[evlatests] Some Thoughts on Polarizer-Induced 'closure' errors

[Rick Perley]

    I think it's a bit more complicated -- but this idea should work.  
As I see it ...

    The I-vector is a constant in the complex plane.  To this is added 
two contributions which are proportional to the product of the (complex) 
polarization (Q+iU) with the desired (true) D-term and a time-variable 
unit length rotator vector which reflects the parallactic angle.  The 
two added (polarization-dependent) contributions rotate in opposite 
directions.  The amplitude of each of these contributions (one from each 
of the two antennas comprising the baseline) is a fraction |P|*|D| of 
the total intensity:  For P = 12% (for 3C286), and D = 8%, we should see 
about a 1% modulation of the total intensity.  As noted abover, there 
are two of these -- but it should be relatively easy to separate them. 

    This is certainly worth trying.  We'll have to be careful about 
trying to prevent the parallel-hand calibration from 'soaking up' some 
of the desired effect.

    Unhappily, 3C286 is notably circularly polarized, but I don't think 
this will cause much trouble, as the effect of V doesn't rotate with 
parallactic angle...
--
_REQUIREMENTS_:
**1)** List every percentage given in the post on polarizer-induced closure errors, along with what each one refers to.
**2)** In the post on polarizer-induced closure errors, what does the time-variable unit length rotator vector reflect?
**3)** From the post on polarizer-induced closure errors, copy word for word the passage starting at "I think it's" and ending at "of the (complex)".

[Dataset records]
--
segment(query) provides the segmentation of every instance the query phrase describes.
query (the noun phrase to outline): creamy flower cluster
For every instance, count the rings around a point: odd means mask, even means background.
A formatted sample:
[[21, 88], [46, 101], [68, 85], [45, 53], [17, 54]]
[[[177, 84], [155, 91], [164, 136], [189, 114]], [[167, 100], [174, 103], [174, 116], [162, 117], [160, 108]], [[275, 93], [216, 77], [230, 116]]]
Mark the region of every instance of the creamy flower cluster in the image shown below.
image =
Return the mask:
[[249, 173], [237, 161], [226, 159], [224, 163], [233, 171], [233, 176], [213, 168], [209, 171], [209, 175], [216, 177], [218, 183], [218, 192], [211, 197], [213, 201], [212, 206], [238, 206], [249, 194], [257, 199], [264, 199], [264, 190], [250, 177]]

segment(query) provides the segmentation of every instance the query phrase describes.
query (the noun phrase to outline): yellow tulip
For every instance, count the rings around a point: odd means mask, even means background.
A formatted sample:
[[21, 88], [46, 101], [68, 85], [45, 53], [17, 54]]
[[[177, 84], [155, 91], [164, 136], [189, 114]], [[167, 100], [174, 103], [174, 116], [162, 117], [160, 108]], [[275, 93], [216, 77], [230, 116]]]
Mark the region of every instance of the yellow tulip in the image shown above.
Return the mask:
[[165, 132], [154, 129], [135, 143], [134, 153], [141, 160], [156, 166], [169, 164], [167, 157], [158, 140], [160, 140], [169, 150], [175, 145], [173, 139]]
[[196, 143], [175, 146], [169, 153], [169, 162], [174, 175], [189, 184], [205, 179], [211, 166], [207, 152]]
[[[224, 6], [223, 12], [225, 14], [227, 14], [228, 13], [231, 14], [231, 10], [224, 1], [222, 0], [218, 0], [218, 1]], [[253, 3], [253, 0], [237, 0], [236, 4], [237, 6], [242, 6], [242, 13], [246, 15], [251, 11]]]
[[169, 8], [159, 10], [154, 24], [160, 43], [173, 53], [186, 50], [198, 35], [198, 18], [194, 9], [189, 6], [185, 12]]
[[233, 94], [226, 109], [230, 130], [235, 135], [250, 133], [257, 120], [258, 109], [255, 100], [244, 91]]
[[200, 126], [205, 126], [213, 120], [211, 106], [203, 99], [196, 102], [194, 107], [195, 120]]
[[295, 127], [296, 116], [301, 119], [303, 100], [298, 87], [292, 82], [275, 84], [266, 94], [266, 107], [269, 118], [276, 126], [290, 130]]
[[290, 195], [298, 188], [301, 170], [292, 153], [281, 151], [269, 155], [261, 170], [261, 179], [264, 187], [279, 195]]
--
_FINAL ANSWERS_:
**1)**
- 12%: the polarization P of 3C286
- 8%: the D-term D
- 1%: the expected modulation of the total intensity

**2)** The parallactic angle.

**3)**
I think it's a bit more complicated -- but this idea should work.  
As I see it ...

    The I-vector is a constant in the complex plane.  To this is added 
two contributions which are proportional to the product of the (complex)